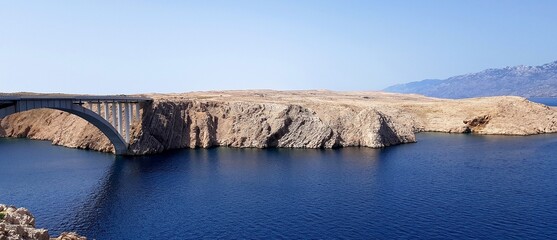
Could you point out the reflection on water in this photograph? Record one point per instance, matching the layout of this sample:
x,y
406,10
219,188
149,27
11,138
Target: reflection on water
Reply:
x,y
444,186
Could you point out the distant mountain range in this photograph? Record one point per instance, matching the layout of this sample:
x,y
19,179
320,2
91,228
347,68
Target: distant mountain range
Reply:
x,y
526,81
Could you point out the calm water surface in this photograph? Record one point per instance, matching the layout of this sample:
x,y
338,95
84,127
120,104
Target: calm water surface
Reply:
x,y
444,187
546,101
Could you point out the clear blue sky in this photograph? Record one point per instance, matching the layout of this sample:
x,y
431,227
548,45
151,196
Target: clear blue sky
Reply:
x,y
106,47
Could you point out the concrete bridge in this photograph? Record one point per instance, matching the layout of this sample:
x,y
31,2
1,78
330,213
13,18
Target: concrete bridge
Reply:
x,y
113,115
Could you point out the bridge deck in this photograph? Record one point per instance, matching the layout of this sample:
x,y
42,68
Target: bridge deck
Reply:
x,y
77,98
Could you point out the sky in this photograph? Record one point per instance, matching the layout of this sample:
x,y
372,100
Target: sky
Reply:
x,y
124,47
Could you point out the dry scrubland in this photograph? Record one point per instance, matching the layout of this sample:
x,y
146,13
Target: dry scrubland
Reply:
x,y
296,119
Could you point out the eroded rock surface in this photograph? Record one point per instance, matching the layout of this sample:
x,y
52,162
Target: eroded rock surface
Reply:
x,y
294,119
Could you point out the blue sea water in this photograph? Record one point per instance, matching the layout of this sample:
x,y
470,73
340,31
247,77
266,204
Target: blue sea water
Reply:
x,y
546,101
443,187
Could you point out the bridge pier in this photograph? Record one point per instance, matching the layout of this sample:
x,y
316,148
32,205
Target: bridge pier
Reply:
x,y
108,113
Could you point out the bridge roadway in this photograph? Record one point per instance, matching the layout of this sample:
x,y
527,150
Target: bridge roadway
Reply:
x,y
112,115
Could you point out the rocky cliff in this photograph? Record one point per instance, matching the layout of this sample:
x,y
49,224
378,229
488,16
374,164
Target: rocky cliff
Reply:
x,y
19,223
292,119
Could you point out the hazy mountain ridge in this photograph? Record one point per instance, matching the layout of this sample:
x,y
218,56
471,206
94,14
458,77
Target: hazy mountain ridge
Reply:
x,y
526,81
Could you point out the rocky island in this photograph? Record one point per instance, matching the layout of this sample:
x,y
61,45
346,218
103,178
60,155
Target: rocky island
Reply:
x,y
290,119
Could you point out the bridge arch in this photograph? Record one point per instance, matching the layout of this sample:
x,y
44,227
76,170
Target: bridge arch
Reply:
x,y
117,108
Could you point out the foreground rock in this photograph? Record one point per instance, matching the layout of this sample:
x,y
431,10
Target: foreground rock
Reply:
x,y
19,223
293,119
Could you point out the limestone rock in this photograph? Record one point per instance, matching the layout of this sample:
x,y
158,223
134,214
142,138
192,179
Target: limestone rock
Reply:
x,y
291,119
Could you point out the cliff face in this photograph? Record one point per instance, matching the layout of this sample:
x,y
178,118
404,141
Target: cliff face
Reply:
x,y
302,119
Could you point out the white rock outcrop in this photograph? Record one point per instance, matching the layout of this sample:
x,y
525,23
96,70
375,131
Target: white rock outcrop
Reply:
x,y
291,119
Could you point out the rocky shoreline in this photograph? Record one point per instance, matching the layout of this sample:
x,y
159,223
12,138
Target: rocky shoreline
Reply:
x,y
290,119
19,223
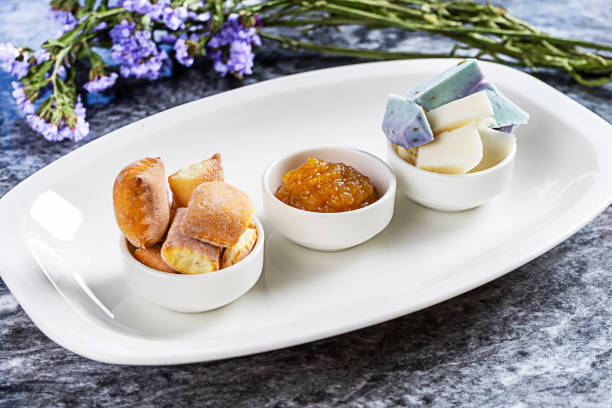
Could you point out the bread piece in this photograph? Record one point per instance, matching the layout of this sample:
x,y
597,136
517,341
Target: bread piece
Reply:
x,y
238,252
151,257
188,255
140,199
218,214
183,182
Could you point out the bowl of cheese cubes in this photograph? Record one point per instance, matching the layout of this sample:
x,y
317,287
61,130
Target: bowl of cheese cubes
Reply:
x,y
450,140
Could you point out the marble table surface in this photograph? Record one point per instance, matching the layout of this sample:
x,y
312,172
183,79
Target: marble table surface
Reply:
x,y
538,336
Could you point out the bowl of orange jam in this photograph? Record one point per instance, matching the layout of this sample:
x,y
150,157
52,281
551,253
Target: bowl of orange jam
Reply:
x,y
329,198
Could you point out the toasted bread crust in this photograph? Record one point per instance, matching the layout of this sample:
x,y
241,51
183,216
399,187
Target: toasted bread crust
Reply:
x,y
183,182
186,254
238,252
217,214
151,257
140,200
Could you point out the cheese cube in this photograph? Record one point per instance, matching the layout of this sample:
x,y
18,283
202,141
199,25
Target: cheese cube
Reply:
x,y
405,123
456,82
473,108
454,152
495,147
505,112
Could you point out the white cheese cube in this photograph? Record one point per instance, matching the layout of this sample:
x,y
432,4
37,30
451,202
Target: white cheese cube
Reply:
x,y
454,152
408,155
495,147
472,108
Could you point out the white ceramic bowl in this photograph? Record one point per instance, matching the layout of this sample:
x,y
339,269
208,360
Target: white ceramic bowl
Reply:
x,y
195,293
451,192
331,231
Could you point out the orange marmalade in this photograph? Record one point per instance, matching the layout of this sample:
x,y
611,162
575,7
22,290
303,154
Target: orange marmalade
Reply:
x,y
322,186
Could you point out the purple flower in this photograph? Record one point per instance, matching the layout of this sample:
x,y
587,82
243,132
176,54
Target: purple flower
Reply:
x,y
136,52
239,59
138,6
101,83
100,26
65,18
22,100
41,55
53,133
174,18
48,130
9,62
182,54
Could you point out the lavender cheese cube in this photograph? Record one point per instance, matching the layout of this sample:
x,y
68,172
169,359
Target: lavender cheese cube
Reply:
━━━━━━━━━━━━━━━━
Work request: Gather each line in the data that holds the string "ceramic".

Completed task:
Could you point out the white ceramic bowl in this photograph? Record one point per instance, matching the layout of this sample:
Target: white ceramic bowl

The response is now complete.